Render every line of the items below as a JSON list of strings, with one string per line and blank lines omitted.
>> Start Given data
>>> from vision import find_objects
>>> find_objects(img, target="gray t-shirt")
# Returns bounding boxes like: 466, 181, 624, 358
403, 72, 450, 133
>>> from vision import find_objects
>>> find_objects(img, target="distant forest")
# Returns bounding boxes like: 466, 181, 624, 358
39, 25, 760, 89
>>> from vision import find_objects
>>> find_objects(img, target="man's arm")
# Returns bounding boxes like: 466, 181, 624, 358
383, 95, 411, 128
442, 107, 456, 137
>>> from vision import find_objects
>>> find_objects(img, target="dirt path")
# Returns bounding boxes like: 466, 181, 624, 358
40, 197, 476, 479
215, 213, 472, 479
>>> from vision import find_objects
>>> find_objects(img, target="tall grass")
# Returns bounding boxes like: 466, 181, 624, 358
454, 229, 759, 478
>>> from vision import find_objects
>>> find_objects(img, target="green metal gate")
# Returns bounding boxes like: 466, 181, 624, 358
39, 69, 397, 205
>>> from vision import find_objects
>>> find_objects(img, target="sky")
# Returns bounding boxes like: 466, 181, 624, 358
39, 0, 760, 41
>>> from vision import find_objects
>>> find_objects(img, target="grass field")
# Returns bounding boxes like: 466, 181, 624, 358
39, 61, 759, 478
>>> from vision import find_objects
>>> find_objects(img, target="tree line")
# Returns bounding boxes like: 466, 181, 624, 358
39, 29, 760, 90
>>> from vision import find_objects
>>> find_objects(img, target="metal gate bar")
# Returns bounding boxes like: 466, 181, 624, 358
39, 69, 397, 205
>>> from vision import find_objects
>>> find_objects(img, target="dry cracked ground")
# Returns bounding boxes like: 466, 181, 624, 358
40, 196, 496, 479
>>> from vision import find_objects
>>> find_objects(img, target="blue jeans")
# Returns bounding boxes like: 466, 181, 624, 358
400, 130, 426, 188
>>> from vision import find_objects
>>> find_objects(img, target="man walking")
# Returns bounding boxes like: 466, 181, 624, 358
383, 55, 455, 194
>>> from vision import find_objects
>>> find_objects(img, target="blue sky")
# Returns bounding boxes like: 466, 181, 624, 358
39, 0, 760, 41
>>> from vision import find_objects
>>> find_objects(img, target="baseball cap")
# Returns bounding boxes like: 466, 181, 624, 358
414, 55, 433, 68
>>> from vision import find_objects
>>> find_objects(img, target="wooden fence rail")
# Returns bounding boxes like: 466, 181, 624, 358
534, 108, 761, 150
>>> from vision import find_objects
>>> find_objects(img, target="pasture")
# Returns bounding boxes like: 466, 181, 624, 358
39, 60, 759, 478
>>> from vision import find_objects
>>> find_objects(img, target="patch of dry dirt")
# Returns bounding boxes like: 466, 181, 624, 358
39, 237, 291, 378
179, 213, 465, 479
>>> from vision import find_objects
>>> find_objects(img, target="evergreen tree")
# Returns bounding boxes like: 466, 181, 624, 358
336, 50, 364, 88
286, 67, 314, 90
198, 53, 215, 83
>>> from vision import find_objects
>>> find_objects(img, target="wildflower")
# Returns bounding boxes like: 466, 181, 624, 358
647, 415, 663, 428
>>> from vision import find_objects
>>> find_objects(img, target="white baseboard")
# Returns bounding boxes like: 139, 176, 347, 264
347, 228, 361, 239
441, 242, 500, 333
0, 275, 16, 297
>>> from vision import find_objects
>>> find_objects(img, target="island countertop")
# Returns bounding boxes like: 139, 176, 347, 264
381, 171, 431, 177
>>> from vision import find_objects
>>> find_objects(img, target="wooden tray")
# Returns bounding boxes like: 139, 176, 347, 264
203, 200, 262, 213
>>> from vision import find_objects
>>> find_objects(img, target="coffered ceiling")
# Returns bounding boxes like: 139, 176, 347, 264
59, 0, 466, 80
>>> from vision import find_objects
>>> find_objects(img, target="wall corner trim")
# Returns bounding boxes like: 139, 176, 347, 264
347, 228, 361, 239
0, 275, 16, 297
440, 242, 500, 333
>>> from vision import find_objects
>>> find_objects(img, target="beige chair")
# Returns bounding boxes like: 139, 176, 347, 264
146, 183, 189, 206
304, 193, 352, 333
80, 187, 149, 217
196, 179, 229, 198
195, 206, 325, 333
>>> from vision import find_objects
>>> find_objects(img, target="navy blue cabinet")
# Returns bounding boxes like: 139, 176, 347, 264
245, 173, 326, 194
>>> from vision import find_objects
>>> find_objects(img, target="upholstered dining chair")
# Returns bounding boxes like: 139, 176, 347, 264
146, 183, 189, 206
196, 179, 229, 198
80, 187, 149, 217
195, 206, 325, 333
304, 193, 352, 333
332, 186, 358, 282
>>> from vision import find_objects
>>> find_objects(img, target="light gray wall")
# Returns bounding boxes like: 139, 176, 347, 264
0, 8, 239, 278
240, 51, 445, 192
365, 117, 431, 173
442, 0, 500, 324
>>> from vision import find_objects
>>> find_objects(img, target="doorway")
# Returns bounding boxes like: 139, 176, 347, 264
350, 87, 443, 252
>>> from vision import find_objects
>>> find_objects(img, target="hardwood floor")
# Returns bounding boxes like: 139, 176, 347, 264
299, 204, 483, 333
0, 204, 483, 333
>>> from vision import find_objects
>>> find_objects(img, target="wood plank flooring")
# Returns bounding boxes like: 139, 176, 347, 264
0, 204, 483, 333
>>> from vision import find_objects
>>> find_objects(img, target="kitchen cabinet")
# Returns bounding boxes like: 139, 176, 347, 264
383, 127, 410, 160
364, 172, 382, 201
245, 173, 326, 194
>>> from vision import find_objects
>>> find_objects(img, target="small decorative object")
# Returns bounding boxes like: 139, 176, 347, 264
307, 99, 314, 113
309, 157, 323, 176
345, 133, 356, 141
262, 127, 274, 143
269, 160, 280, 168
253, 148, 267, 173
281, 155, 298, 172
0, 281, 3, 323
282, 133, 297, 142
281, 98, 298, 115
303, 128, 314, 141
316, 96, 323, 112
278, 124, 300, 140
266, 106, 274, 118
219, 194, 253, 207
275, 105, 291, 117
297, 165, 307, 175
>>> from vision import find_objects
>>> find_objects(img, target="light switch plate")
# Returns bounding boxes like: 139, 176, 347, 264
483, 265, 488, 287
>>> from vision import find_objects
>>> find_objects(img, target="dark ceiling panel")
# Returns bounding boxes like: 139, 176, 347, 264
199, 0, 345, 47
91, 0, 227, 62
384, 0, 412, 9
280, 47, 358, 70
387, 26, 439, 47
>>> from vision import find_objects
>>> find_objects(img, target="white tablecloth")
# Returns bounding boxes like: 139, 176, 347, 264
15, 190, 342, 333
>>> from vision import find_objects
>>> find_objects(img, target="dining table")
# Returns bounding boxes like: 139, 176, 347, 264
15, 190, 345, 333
>> End Given data
→ Answer for this exercise
[
  ">>> from vision import find_objects",
  ">>> find_objects(img, target=\"gray t-shirt\")",
  "# Returns bounding boxes like: 466, 181, 624, 358",
  "403, 72, 450, 133",
  ">>> from vision import find_objects",
  ">>> find_objects(img, target=\"distant forest\")",
  "# Returns bounding boxes like: 466, 181, 624, 358",
  "39, 25, 760, 89",
  ">>> from vision import find_objects",
  ">>> find_objects(img, target=\"man's arm\")",
  "# Returns bounding boxes like: 466, 181, 624, 358",
  "383, 95, 411, 128",
  "442, 107, 456, 137",
  ">>> from vision import find_objects",
  ">>> find_objects(img, target=\"dirt path\")",
  "# Returns bounding boxes like: 466, 181, 624, 358",
  "40, 197, 476, 479",
  "215, 213, 472, 479",
  ">>> from vision import find_objects",
  ">>> find_objects(img, target=\"tall grass\")",
  "# Returns bounding boxes like: 466, 181, 624, 358",
  "454, 229, 759, 478",
  ">>> from vision import find_objects",
  ">>> find_objects(img, target=\"green metal gate\")",
  "# Returns bounding boxes like: 466, 181, 624, 358",
  "39, 69, 397, 205",
  ">>> from vision import find_objects",
  ">>> find_objects(img, target=\"sky\")",
  "# Returns bounding boxes like: 466, 181, 624, 358",
  "39, 0, 760, 41",
  ">>> from vision import find_objects",
  ">>> find_objects(img, target=\"grass field\")",
  "# Returns bounding boxes like: 466, 181, 624, 358",
  "39, 61, 759, 478",
  ">>> from vision import find_objects",
  ">>> find_objects(img, target=\"tree line\")",
  "# Returns bounding boxes like: 466, 181, 624, 358",
  "39, 29, 760, 90",
  ">>> from vision import find_objects",
  ">>> find_objects(img, target=\"metal gate bar\")",
  "# Returns bounding boxes like: 466, 181, 624, 358",
  "39, 69, 397, 205",
  ">>> from vision import find_objects",
  ">>> find_objects(img, target=\"dry cracked ground\")",
  "# Returns bounding boxes like: 466, 181, 624, 358",
  "40, 196, 496, 479",
  ">>> from vision import find_objects",
  ">>> find_objects(img, target=\"blue jeans\")",
  "# Returns bounding boxes like: 466, 181, 624, 358",
  "400, 130, 426, 188",
  ">>> from vision import find_objects",
  ">>> find_objects(img, target=\"man walking\")",
  "# Returns bounding boxes like: 466, 181, 624, 358",
  "383, 55, 455, 194",
  ">>> from vision import find_objects",
  ">>> find_objects(img, target=\"blue sky\")",
  "# Returns bounding boxes like: 466, 181, 624, 358",
  "39, 0, 760, 41",
  ">>> from vision import find_objects",
  ">>> find_objects(img, target=\"baseball cap\")",
  "# Returns bounding boxes like: 466, 181, 624, 358",
  "414, 55, 433, 68",
  ">>> from vision import find_objects",
  ">>> find_objects(img, target=\"wooden fence rail\")",
  "# Returns bounding boxes like: 466, 181, 624, 358",
  "534, 108, 761, 150",
  ">>> from vision import find_objects",
  ">>> find_objects(img, target=\"pasture\")",
  "# Returns bounding boxes like: 466, 181, 624, 358",
  "39, 60, 759, 478",
  ">>> from vision import find_objects",
  ">>> find_objects(img, target=\"patch of dry dirt\")",
  "# Returns bounding boxes like: 466, 181, 624, 358",
  "39, 237, 291, 378",
  "179, 213, 465, 479",
  ">>> from vision import find_objects",
  ">>> find_objects(img, target=\"evergreen tree\")",
  "# Returns bounding boxes like: 466, 181, 624, 358",
  "336, 50, 364, 88",
  "286, 67, 314, 90",
  "198, 53, 215, 83",
  ">>> from vision import find_objects",
  ">>> find_objects(img, target=\"wildflower\")",
  "# Returns bounding boxes like: 466, 181, 624, 358",
  "647, 415, 663, 428",
  ">>> from vision import find_objects",
  ">>> find_objects(img, target=\"white baseboard\")",
  "# Returns bounding boxes like: 139, 176, 347, 264",
  "347, 228, 361, 239",
  "441, 242, 500, 333",
  "0, 275, 16, 297",
  ">>> from vision import find_objects",
  ">>> find_objects(img, target=\"island countertop\")",
  "# Returns bounding boxes like: 139, 176, 347, 264",
  "381, 171, 431, 177",
  ">>> from vision import find_objects",
  ">>> find_objects(img, target=\"wooden tray\")",
  "# Returns bounding boxes like: 139, 176, 347, 264",
  "203, 200, 262, 213",
  ">>> from vision import find_objects",
  ">>> find_objects(img, target=\"coffered ceiling\")",
  "# Returns bounding boxes like: 139, 176, 347, 264",
  "59, 0, 466, 80",
  ">>> from vision import find_objects",
  ">>> find_objects(img, target=\"wall corner trim\")",
  "# Returns bounding boxes like: 139, 176, 347, 264",
  "347, 228, 361, 239",
  "0, 275, 16, 297",
  "440, 242, 500, 333",
  ">>> from vision import find_objects",
  ">>> find_objects(img, target=\"beige chair\")",
  "# Returns bounding boxes like: 139, 176, 347, 264",
  "146, 183, 189, 206",
  "304, 193, 352, 333",
  "80, 187, 149, 217",
  "196, 179, 229, 198",
  "195, 206, 325, 333",
  ">>> from vision import find_objects",
  ">>> find_objects(img, target=\"navy blue cabinet\")",
  "# Returns bounding boxes like: 139, 176, 347, 264",
  "245, 173, 326, 194",
  ">>> from vision import find_objects",
  ">>> find_objects(img, target=\"upholstered dining chair\")",
  "# Returns bounding boxes like: 139, 176, 347, 264",
  "146, 183, 189, 206",
  "196, 179, 229, 198",
  "80, 187, 149, 217",
  "195, 206, 325, 333",
  "304, 193, 352, 333",
  "332, 186, 358, 282",
  ">>> from vision import find_objects",
  ">>> find_objects(img, target=\"light gray wall\")",
  "# Returns bounding boxes like: 139, 176, 347, 264",
  "0, 8, 239, 278",
  "240, 51, 445, 192",
  "365, 117, 431, 173",
  "442, 0, 500, 324",
  ">>> from vision import find_objects",
  ">>> find_objects(img, target=\"doorway\")",
  "# Returns bounding boxes like: 139, 176, 347, 264",
  "350, 87, 443, 252",
  ">>> from vision import find_objects",
  ">>> find_objects(img, target=\"hardwood floor\")",
  "# Returns bounding boxes like: 139, 176, 347, 264",
  "299, 204, 483, 333",
  "0, 204, 483, 333",
  ">>> from vision import find_objects",
  ">>> find_objects(img, target=\"wood plank flooring\")",
  "# Returns bounding boxes like: 139, 176, 347, 264",
  "0, 204, 483, 333",
  ">>> from vision import find_objects",
  ">>> find_objects(img, target=\"kitchen cabinet\")",
  "# Returns bounding boxes like: 139, 176, 347, 264",
  "383, 127, 410, 160",
  "364, 172, 382, 201",
  "245, 173, 326, 194",
  ">>> from vision import find_objects",
  ">>> find_objects(img, target=\"small decorative object\")",
  "# Returns bounding boxes like: 139, 176, 347, 264",
  "307, 99, 314, 113",
  "309, 157, 323, 176",
  "345, 133, 356, 141",
  "262, 127, 274, 143",
  "269, 160, 280, 168",
  "253, 148, 267, 173",
  "281, 155, 298, 172",
  "0, 281, 3, 323",
  "282, 133, 297, 142",
  "281, 98, 298, 115",
  "303, 128, 314, 141",
  "316, 96, 323, 112",
  "278, 124, 300, 140",
  "266, 106, 274, 118",
  "219, 194, 253, 207",
  "275, 105, 291, 117",
  "297, 165, 307, 175",
  ">>> from vision import find_objects",
  ">>> find_objects(img, target=\"light switch plate\")",
  "# Returns bounding boxes like: 139, 176, 347, 264",
  "483, 265, 488, 287",
  ">>> from vision import find_objects",
  ">>> find_objects(img, target=\"dark ceiling panel\")",
  "# Returns bounding boxes like: 139, 176, 347, 264",
  "199, 0, 345, 47",
  "91, 0, 227, 62",
  "384, 0, 412, 9",
  "280, 47, 358, 70",
  "387, 26, 439, 47",
  ">>> from vision import find_objects",
  ">>> find_objects(img, target=\"white tablecloth\")",
  "# Returns bounding boxes like: 139, 176, 347, 264",
  "15, 190, 342, 333",
  ">>> from vision import find_objects",
  ">>> find_objects(img, target=\"dining table\")",
  "# Returns bounding boxes like: 139, 176, 347, 264",
  "15, 190, 345, 333"
]